**EXERCISE DESCRIPTION**
Can you edit the part of the material that opens with the line containing "the person walking" and closes with the end of the material, replacing "backpack" with "rucksack" and changing nothing else?

**TASK INPUTS**
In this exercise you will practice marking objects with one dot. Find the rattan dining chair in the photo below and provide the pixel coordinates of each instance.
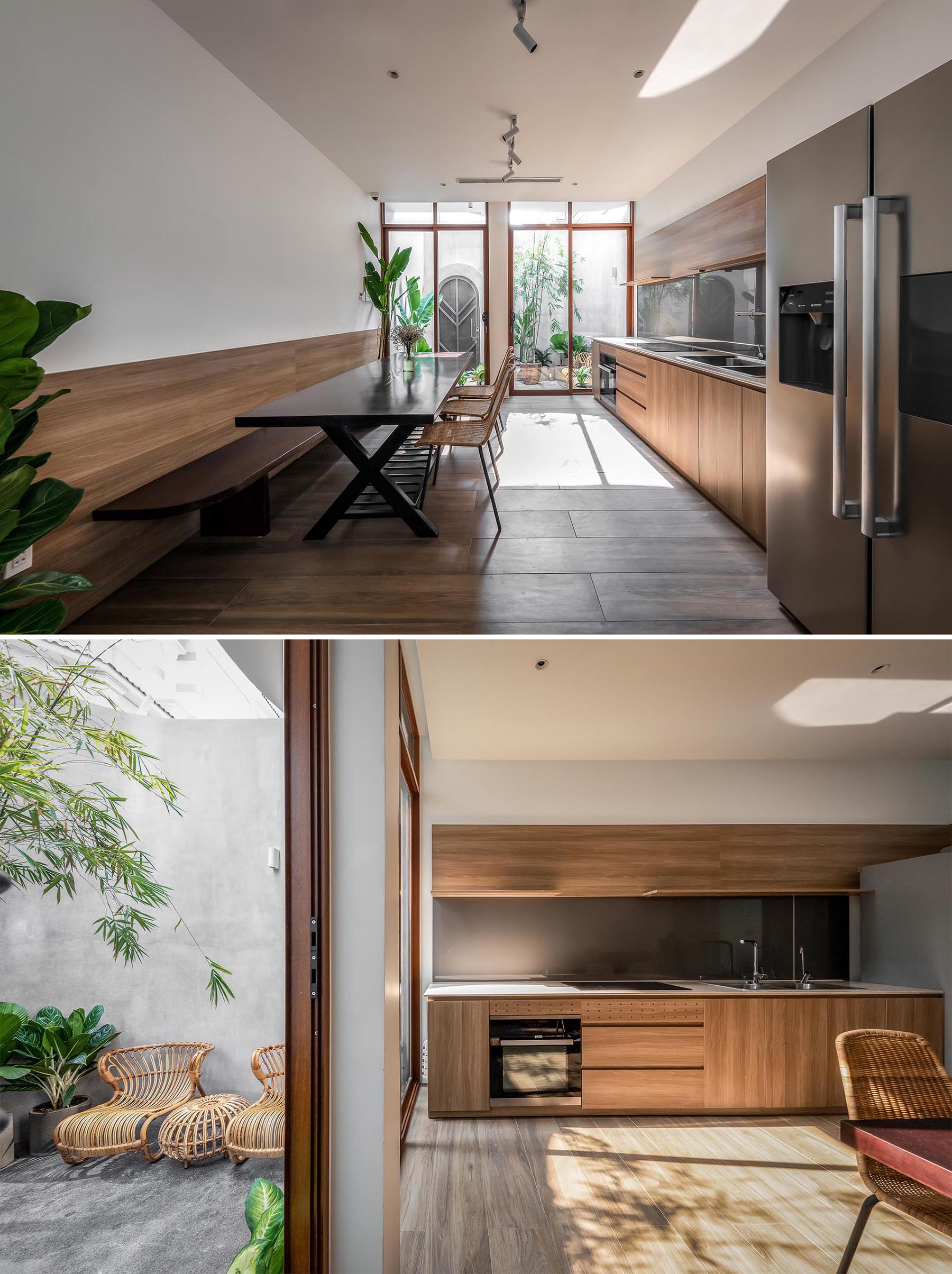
(467, 423)
(258, 1133)
(150, 1081)
(894, 1076)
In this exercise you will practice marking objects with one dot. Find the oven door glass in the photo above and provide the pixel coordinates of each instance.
(536, 1068)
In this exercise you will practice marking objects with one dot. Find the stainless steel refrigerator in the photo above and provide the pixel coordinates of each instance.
(859, 369)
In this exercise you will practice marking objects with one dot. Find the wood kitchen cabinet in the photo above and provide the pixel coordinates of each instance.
(458, 1055)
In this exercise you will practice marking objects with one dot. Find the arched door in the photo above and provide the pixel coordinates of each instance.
(459, 315)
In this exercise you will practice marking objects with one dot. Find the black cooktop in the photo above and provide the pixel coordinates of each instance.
(627, 986)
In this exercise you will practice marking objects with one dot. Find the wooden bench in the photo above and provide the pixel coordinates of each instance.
(227, 487)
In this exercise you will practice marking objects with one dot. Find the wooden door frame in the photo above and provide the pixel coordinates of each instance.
(629, 301)
(307, 948)
(436, 227)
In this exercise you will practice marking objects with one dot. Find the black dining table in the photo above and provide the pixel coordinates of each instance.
(390, 482)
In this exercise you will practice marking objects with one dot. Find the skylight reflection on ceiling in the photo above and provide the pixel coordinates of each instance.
(714, 33)
(831, 701)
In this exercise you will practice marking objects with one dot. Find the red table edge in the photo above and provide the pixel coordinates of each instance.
(863, 1138)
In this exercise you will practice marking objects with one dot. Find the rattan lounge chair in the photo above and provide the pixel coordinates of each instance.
(150, 1081)
(258, 1133)
(894, 1076)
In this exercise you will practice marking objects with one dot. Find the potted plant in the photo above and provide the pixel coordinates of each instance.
(264, 1216)
(12, 1018)
(53, 1053)
(29, 509)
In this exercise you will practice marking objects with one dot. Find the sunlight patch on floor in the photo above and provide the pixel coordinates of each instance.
(564, 449)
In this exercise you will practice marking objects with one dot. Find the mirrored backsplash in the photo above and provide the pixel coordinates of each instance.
(616, 938)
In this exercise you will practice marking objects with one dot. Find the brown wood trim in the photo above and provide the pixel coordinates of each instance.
(307, 1004)
(603, 860)
(729, 231)
(126, 425)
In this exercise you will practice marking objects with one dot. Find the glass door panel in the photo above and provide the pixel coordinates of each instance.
(599, 272)
(408, 306)
(462, 298)
(541, 307)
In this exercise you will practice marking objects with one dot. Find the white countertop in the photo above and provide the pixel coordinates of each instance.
(486, 990)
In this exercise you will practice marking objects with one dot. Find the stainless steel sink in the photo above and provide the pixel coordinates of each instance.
(778, 984)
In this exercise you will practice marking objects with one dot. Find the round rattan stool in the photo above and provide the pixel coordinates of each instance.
(197, 1130)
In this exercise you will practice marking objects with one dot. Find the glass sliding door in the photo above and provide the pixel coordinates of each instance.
(541, 288)
(461, 268)
(569, 268)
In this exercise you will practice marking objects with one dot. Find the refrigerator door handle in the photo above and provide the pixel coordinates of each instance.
(871, 524)
(843, 213)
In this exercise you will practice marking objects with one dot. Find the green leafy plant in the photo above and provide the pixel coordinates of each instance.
(264, 1216)
(55, 836)
(417, 311)
(12, 1018)
(54, 1053)
(380, 282)
(29, 509)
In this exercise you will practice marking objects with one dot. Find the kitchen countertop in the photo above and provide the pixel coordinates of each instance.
(724, 374)
(483, 990)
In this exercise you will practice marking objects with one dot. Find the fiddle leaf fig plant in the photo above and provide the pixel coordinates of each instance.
(30, 509)
(54, 1051)
(55, 835)
(380, 282)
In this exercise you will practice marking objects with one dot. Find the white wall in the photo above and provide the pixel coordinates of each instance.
(478, 792)
(365, 1072)
(895, 45)
(216, 860)
(142, 176)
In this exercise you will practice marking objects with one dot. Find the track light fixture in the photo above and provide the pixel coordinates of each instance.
(520, 32)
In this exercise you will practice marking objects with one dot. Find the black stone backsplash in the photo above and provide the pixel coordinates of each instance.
(694, 938)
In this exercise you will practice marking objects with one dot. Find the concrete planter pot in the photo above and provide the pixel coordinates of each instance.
(42, 1122)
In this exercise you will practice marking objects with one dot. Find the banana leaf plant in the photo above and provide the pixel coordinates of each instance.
(29, 509)
(380, 282)
(418, 310)
(54, 1051)
(264, 1216)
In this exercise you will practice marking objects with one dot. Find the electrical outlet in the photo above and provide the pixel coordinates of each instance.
(22, 562)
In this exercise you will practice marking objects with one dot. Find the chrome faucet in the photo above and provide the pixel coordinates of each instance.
(804, 976)
(757, 976)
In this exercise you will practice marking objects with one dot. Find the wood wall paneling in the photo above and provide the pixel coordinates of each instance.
(754, 432)
(592, 860)
(123, 426)
(730, 230)
(719, 443)
(458, 1055)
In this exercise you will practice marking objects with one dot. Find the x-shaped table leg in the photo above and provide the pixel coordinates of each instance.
(370, 473)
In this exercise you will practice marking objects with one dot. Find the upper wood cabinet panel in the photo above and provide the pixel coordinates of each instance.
(592, 860)
(730, 230)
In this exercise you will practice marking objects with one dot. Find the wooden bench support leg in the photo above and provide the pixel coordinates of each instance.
(245, 514)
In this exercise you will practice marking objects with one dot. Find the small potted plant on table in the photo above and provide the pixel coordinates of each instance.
(53, 1053)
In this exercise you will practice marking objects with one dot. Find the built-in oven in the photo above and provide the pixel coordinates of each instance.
(606, 378)
(536, 1061)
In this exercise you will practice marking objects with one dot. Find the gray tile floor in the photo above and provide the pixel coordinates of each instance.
(125, 1216)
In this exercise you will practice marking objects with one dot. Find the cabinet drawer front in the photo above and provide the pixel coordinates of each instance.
(533, 1007)
(633, 385)
(636, 1010)
(643, 1089)
(631, 412)
(629, 359)
(643, 1046)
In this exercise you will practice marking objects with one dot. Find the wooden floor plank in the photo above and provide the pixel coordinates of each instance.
(597, 530)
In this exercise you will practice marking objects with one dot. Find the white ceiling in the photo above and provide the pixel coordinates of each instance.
(688, 700)
(322, 64)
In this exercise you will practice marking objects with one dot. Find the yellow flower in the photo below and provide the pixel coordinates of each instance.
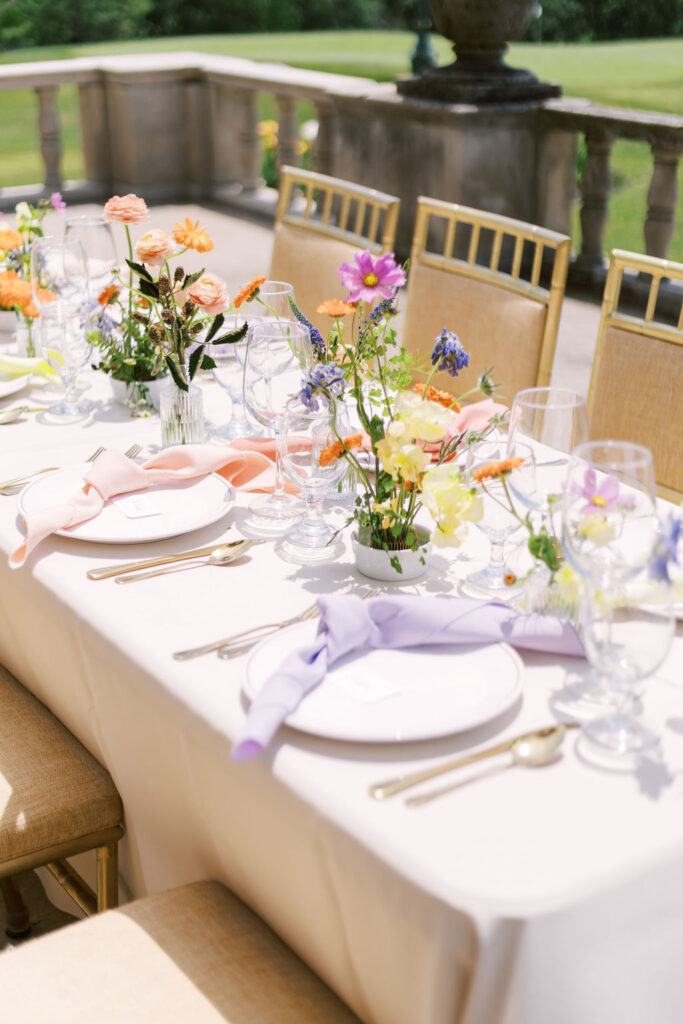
(425, 420)
(567, 584)
(596, 527)
(451, 504)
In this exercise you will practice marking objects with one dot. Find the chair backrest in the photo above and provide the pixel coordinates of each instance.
(636, 390)
(319, 224)
(504, 321)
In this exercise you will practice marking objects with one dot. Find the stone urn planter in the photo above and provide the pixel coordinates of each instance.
(479, 31)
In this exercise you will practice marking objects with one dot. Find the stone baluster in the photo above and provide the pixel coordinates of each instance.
(595, 187)
(250, 142)
(50, 140)
(288, 132)
(662, 201)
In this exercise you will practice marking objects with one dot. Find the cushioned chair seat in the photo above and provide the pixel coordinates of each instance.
(193, 955)
(51, 790)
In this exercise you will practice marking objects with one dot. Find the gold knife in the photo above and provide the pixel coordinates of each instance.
(104, 573)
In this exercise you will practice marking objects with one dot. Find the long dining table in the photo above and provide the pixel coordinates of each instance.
(524, 896)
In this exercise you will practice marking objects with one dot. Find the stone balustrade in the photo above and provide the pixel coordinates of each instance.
(183, 126)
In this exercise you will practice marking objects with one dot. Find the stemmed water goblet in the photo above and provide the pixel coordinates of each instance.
(499, 522)
(279, 353)
(312, 461)
(610, 531)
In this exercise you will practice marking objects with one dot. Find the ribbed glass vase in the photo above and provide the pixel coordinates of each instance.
(181, 416)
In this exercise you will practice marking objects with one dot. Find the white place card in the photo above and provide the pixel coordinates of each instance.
(136, 506)
(365, 685)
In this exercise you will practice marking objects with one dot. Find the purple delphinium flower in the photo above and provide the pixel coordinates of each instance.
(449, 353)
(57, 203)
(602, 498)
(324, 375)
(666, 553)
(372, 278)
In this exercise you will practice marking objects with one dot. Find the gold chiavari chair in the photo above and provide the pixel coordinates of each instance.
(504, 321)
(319, 224)
(637, 376)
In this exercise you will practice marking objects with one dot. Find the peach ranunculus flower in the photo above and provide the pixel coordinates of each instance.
(128, 209)
(210, 294)
(154, 247)
(193, 236)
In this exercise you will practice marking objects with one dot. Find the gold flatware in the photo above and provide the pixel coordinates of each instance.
(248, 638)
(541, 742)
(222, 555)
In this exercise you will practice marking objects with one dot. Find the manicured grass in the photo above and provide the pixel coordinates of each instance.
(645, 75)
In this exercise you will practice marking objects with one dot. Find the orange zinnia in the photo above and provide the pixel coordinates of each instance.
(247, 293)
(105, 297)
(9, 239)
(336, 307)
(440, 397)
(336, 451)
(193, 236)
(497, 468)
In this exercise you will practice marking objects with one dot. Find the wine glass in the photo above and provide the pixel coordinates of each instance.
(96, 239)
(228, 374)
(279, 352)
(553, 421)
(311, 460)
(498, 521)
(67, 348)
(610, 531)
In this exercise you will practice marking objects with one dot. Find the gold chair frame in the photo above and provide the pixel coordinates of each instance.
(643, 326)
(379, 238)
(540, 238)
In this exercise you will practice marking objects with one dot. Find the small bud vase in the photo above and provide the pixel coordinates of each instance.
(181, 416)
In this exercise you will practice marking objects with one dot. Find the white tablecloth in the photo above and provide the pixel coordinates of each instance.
(525, 897)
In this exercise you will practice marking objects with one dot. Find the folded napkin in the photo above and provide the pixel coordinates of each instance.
(247, 464)
(347, 624)
(18, 366)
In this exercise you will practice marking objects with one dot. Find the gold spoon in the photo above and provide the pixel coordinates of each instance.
(541, 743)
(222, 555)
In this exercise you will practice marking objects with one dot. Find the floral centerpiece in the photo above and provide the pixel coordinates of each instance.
(410, 433)
(15, 295)
(161, 321)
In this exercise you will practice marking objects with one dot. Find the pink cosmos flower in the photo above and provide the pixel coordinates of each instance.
(57, 202)
(598, 499)
(373, 278)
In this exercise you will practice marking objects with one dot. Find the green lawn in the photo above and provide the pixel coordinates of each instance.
(646, 75)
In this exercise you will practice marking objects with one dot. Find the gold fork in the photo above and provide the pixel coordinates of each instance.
(248, 638)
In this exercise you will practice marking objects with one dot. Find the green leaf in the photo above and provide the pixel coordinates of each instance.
(176, 375)
(195, 360)
(139, 269)
(232, 337)
(189, 279)
(215, 327)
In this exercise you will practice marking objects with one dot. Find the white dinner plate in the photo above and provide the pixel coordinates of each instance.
(385, 696)
(9, 386)
(178, 508)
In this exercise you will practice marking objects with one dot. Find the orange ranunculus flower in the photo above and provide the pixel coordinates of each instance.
(247, 293)
(9, 239)
(128, 209)
(497, 468)
(336, 451)
(210, 294)
(154, 247)
(107, 295)
(336, 307)
(436, 394)
(193, 236)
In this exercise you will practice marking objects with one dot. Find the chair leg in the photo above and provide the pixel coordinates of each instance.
(108, 877)
(17, 922)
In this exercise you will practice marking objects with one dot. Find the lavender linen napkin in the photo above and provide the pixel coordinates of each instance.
(347, 624)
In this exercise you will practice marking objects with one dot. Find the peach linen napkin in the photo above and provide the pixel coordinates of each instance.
(246, 464)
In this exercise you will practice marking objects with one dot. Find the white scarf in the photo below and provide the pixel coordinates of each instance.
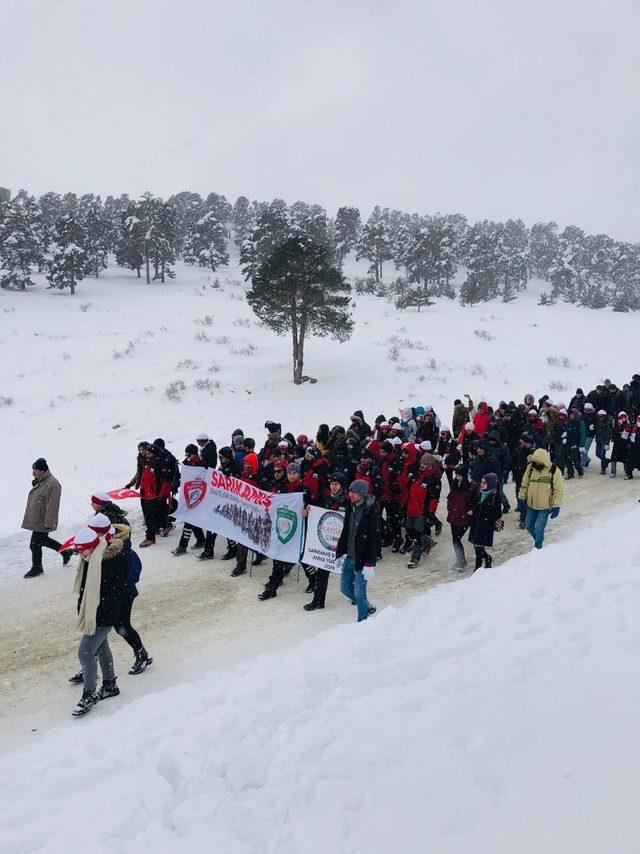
(91, 594)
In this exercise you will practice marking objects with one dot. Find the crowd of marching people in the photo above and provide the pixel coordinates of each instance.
(386, 477)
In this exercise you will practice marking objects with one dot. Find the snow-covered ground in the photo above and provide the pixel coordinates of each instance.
(88, 375)
(496, 714)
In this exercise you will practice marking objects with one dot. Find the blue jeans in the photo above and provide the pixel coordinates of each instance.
(353, 585)
(535, 523)
(601, 454)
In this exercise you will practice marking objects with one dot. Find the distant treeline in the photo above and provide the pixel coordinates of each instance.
(70, 237)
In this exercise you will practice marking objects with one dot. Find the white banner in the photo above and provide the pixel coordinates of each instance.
(269, 524)
(323, 532)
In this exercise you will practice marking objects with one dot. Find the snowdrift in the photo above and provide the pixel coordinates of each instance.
(497, 714)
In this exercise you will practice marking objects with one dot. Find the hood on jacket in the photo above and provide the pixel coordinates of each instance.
(541, 456)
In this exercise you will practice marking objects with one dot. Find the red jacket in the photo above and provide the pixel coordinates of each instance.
(149, 486)
(481, 419)
(424, 493)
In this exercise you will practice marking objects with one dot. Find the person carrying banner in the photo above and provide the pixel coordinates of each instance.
(281, 568)
(336, 500)
(359, 545)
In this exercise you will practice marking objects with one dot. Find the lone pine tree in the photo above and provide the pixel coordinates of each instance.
(297, 290)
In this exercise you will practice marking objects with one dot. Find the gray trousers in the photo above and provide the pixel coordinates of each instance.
(92, 647)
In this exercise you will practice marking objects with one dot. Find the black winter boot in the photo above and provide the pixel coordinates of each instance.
(143, 660)
(107, 689)
(269, 592)
(85, 703)
(34, 572)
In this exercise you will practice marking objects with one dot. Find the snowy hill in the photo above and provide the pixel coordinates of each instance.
(496, 714)
(89, 376)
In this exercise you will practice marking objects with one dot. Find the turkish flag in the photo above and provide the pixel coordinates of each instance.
(121, 494)
(66, 545)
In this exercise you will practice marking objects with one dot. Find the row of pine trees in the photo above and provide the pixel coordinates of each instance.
(70, 237)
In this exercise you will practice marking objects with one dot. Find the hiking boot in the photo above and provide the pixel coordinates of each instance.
(143, 660)
(269, 592)
(108, 689)
(85, 703)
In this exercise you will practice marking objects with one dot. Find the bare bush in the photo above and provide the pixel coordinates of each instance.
(174, 390)
(120, 354)
(484, 334)
(207, 384)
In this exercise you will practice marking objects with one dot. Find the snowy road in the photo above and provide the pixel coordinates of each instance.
(194, 617)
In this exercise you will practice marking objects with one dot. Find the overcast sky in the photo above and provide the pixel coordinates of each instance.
(495, 108)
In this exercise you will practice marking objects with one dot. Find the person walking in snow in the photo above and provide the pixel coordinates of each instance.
(541, 492)
(359, 545)
(99, 584)
(118, 537)
(486, 519)
(461, 500)
(41, 516)
(336, 500)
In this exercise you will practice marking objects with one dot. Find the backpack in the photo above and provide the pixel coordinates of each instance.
(136, 566)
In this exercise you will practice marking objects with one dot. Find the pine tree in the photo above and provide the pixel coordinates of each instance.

**EXPECTED ANSWER**
In this exercise you will practice marking objects with one dot. Find the person walking in snow in the photo above and provide the pixel coordinates of each instance.
(541, 492)
(359, 545)
(99, 584)
(118, 537)
(486, 519)
(461, 500)
(41, 516)
(336, 500)
In this exercise you will practice marking objects with one dot. Find the rucksack in the photo above and provide the pixel coordinates of each instance.
(136, 566)
In this exercise you will practice marking objects with one dot. Find the pine tree in the photo above and provide the pixel coordinates of each instance.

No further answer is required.